** Opening Source data block **
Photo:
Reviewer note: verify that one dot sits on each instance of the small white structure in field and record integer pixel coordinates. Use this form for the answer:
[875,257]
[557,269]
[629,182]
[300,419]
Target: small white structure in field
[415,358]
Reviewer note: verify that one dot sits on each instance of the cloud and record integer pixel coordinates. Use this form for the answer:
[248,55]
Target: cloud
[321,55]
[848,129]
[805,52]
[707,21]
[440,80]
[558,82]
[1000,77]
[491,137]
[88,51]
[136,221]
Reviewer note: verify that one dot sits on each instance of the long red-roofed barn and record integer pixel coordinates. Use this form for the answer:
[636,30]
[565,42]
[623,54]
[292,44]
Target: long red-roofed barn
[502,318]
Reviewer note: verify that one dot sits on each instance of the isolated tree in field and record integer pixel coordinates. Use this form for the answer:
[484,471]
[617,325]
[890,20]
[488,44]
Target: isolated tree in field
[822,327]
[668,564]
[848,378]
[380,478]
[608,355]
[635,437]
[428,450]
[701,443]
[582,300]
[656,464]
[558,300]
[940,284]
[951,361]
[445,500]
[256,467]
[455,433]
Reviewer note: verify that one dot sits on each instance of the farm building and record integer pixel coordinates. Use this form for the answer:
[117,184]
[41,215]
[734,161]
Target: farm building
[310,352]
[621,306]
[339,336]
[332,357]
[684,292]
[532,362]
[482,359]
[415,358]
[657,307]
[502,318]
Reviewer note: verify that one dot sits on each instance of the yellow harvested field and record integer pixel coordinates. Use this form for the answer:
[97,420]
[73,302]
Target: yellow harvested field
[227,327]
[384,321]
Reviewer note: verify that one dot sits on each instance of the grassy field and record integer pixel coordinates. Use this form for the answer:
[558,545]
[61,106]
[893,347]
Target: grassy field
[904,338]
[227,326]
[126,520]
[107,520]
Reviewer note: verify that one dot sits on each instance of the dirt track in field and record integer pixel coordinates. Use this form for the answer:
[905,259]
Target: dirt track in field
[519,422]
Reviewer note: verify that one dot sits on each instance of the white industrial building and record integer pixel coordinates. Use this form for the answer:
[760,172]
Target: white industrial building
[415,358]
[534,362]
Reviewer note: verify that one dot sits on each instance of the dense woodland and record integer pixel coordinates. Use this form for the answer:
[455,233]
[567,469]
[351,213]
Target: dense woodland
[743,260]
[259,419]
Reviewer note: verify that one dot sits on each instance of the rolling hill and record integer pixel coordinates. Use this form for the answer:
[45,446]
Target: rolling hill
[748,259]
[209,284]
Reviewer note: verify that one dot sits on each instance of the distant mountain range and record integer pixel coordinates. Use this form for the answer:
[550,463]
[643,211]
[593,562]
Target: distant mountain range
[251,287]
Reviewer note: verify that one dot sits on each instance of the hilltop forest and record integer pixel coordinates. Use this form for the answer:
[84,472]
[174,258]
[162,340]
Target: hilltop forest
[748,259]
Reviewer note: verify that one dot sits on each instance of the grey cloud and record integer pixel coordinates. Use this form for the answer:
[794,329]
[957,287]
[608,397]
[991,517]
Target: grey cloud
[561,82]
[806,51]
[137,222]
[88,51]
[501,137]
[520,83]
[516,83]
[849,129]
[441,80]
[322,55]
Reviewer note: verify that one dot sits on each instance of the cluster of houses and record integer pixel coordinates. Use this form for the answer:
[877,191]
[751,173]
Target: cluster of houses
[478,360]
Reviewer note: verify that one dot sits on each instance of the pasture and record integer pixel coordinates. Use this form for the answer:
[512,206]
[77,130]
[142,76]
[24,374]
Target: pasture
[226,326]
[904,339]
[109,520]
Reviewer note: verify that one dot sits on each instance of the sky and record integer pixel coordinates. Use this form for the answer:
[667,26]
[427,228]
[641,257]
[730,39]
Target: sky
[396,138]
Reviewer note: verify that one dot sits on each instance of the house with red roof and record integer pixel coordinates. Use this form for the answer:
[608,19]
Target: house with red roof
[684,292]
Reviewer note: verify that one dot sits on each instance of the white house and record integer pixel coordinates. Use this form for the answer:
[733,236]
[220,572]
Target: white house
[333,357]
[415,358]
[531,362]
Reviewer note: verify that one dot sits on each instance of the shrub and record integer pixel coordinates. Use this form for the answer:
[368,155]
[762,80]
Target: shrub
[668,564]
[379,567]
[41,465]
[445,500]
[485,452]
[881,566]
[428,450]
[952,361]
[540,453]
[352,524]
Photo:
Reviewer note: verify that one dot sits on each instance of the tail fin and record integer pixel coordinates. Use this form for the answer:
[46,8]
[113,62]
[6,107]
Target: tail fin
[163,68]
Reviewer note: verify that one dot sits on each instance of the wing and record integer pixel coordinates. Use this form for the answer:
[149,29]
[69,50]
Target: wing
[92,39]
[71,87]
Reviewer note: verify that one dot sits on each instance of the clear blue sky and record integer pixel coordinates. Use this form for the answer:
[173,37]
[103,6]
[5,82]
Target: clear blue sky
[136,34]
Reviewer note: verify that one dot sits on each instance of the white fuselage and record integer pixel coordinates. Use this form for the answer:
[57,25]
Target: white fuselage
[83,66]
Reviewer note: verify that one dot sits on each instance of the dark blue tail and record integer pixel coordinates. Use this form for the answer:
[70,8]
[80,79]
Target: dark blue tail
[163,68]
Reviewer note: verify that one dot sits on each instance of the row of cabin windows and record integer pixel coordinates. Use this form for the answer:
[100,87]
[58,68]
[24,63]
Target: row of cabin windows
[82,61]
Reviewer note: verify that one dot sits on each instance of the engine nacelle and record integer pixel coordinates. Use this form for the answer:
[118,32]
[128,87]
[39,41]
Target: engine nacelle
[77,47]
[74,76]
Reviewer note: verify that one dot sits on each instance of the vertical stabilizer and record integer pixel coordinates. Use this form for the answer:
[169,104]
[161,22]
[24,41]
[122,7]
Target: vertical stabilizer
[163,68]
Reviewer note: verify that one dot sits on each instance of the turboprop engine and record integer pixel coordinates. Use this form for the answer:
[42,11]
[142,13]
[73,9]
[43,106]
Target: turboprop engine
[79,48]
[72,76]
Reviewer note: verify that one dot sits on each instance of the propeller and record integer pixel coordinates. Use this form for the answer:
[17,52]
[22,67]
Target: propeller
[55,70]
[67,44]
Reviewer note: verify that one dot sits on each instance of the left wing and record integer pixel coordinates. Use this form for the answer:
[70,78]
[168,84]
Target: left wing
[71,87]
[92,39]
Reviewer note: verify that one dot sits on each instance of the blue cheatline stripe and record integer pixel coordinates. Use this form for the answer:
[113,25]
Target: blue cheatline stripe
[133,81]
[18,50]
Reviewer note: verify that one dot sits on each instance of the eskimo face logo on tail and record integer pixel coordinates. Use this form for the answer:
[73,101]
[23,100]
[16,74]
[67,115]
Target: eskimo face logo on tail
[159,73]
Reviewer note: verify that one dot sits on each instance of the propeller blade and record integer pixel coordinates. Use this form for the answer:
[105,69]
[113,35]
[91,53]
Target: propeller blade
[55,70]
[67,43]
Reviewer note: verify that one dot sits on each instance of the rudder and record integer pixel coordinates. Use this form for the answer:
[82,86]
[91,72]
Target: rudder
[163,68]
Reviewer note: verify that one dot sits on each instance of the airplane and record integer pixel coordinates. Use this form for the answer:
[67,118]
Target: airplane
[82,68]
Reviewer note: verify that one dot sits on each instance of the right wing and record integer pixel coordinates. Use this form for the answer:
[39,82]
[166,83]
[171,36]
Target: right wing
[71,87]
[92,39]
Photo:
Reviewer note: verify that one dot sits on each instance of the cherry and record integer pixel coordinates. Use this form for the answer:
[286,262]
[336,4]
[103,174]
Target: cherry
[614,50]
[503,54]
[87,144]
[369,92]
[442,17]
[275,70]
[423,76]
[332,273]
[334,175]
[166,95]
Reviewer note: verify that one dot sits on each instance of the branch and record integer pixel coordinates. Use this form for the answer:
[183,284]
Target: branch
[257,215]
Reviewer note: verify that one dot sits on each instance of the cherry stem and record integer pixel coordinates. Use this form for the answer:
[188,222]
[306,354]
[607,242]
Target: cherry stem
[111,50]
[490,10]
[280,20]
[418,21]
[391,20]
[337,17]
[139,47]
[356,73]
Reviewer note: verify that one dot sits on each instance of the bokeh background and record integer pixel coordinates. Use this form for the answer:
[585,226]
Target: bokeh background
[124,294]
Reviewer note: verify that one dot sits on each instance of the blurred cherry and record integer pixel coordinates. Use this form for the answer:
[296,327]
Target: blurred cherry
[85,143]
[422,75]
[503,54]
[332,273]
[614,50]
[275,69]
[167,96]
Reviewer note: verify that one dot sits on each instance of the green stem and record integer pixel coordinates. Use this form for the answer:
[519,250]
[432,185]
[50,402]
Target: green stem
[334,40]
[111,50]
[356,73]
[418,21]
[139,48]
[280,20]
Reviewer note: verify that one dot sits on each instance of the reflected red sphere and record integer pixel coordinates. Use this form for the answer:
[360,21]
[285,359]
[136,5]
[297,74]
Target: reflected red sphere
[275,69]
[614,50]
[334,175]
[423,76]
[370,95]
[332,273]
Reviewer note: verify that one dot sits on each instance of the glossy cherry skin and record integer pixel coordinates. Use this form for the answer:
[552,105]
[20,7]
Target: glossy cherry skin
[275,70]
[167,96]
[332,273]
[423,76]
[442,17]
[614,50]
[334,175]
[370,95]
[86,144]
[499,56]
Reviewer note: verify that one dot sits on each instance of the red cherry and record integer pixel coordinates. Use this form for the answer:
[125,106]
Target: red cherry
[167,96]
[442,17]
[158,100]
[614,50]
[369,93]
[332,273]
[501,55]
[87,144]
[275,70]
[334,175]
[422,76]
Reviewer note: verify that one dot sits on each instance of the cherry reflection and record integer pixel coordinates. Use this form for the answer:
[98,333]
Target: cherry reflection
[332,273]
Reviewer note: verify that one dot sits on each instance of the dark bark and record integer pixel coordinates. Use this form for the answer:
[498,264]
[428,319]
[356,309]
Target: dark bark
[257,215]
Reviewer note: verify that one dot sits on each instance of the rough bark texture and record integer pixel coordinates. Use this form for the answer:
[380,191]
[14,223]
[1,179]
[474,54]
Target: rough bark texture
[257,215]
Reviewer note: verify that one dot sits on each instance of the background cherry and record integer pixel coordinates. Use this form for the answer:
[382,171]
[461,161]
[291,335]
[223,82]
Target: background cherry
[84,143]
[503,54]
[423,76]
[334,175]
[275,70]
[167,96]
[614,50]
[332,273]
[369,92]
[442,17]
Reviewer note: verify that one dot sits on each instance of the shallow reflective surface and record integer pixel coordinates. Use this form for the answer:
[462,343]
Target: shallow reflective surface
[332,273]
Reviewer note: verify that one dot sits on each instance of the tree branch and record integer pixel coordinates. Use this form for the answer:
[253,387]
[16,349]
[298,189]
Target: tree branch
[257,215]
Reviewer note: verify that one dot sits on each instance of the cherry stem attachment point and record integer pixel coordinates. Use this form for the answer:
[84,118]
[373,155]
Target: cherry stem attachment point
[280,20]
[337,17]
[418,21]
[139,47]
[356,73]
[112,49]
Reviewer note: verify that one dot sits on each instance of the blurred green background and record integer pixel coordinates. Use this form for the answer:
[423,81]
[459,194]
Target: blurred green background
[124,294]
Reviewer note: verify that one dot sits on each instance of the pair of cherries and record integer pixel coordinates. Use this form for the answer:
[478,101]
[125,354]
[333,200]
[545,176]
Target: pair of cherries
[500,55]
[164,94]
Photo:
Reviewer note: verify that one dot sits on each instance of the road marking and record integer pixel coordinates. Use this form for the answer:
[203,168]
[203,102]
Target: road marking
** Closing Source data block **
# [Task instructions]
Which lines of the records contain "marking"? Show each of them.

# [Solved exercise]
Reviewer note: verify that one dot sits on each instance of the road marking and record integer pixel coordinates. Use this form for the answer:
Target: road marking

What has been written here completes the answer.